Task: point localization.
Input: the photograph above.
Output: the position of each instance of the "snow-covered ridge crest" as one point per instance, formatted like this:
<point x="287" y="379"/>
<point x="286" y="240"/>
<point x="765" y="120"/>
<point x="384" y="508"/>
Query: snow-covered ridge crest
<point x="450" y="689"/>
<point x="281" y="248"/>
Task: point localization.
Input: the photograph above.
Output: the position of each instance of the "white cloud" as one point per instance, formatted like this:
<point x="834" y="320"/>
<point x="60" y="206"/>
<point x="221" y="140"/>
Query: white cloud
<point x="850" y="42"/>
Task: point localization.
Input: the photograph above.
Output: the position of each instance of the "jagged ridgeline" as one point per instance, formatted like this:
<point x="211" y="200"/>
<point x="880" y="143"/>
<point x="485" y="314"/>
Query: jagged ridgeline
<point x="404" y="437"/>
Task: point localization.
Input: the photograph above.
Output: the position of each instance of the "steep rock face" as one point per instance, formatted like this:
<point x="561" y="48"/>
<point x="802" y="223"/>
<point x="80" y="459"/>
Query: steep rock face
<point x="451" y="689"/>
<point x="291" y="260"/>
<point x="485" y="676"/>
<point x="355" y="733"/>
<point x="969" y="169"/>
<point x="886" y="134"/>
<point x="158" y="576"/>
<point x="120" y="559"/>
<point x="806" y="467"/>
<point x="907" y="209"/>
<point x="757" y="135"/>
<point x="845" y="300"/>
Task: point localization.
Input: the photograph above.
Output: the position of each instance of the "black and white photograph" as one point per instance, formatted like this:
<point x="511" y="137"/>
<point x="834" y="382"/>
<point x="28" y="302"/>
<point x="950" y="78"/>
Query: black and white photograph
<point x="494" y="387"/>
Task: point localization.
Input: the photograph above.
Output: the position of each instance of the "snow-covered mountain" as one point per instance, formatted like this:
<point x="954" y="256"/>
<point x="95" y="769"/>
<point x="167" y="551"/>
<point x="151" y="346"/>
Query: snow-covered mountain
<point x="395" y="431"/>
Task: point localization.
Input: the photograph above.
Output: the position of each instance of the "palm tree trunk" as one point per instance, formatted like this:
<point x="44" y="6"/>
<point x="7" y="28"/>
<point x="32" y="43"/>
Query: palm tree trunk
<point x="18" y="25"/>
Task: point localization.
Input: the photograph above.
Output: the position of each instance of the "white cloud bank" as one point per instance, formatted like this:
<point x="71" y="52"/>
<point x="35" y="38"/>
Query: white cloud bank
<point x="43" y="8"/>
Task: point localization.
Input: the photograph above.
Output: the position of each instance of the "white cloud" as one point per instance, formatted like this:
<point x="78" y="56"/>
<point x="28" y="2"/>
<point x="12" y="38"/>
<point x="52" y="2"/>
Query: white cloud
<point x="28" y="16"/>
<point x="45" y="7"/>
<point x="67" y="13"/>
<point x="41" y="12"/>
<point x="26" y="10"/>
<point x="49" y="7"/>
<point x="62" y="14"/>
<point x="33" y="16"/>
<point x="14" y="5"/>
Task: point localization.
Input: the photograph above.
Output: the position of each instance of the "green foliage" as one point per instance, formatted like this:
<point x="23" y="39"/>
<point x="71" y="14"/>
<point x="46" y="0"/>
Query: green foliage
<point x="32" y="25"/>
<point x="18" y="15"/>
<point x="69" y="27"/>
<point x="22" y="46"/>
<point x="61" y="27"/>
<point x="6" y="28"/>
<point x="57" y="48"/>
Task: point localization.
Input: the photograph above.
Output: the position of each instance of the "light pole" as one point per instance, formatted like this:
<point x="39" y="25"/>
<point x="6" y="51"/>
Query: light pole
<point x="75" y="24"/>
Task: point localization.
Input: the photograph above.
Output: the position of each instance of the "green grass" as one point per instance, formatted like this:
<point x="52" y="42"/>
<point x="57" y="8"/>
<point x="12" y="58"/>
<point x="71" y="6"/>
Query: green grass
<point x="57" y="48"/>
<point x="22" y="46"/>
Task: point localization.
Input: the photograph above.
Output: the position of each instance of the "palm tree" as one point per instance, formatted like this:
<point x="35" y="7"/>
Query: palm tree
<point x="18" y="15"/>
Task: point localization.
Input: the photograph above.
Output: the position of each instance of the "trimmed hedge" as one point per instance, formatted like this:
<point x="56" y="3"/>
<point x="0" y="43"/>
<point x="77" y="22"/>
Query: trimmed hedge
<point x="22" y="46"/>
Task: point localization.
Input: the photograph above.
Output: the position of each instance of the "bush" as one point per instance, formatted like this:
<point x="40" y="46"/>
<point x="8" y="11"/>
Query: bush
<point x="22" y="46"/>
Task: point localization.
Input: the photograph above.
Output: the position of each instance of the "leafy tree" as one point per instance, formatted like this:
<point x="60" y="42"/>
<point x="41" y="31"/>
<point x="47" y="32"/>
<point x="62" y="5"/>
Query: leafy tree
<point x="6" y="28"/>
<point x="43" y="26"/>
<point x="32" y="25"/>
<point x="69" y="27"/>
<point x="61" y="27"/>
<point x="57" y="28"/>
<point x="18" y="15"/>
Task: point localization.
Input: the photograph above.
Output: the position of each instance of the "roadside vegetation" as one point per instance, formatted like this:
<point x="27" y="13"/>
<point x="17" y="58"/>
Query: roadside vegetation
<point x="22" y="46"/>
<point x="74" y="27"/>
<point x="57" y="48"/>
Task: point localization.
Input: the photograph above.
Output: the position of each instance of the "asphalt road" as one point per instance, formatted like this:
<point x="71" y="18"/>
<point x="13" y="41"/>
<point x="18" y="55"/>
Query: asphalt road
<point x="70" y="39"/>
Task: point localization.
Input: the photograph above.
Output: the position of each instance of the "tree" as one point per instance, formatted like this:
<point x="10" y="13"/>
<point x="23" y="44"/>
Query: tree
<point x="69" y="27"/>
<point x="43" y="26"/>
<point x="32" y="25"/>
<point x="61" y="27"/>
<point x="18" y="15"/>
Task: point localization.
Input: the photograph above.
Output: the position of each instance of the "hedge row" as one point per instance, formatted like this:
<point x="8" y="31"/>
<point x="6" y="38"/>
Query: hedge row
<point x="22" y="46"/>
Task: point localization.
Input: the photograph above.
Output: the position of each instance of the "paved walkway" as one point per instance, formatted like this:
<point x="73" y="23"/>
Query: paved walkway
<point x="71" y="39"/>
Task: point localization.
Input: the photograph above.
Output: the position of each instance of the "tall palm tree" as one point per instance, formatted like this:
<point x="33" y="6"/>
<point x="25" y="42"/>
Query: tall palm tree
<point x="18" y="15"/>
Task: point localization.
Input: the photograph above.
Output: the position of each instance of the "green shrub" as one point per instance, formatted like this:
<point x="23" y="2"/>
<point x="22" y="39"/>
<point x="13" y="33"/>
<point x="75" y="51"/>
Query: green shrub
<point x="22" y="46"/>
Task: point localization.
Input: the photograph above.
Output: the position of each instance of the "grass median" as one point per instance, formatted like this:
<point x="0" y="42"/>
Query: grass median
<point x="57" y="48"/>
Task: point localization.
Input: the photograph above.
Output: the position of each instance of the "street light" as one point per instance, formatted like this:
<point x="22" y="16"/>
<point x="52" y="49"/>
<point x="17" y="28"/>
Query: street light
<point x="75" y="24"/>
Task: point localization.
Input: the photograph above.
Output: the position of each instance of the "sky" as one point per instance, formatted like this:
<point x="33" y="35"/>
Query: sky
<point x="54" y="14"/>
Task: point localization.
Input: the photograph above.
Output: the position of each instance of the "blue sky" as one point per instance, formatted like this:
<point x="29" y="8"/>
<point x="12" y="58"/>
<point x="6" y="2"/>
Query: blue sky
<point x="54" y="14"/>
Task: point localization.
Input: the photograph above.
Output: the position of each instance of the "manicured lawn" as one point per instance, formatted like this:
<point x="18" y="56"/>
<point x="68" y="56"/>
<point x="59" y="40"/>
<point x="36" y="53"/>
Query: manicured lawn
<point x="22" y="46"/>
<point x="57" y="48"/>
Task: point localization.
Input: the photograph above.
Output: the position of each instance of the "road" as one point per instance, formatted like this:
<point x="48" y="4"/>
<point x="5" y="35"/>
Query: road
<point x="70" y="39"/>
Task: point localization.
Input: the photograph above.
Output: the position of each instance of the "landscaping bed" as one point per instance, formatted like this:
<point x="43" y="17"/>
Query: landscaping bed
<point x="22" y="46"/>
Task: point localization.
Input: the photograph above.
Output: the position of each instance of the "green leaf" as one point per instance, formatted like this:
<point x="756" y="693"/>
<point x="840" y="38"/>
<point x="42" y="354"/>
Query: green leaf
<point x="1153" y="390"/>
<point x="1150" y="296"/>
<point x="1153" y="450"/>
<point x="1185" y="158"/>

=======

▶ [GOAL OF THE EXERCISE]:
Select every line of the records above that contains the word "face", treating uppercase and lowercase letters as different.

▶ [ANSWER BELOW]:
Output: the position of each instance of the "steep rock face" as one point per instance, formatted like this:
Query: steep rock face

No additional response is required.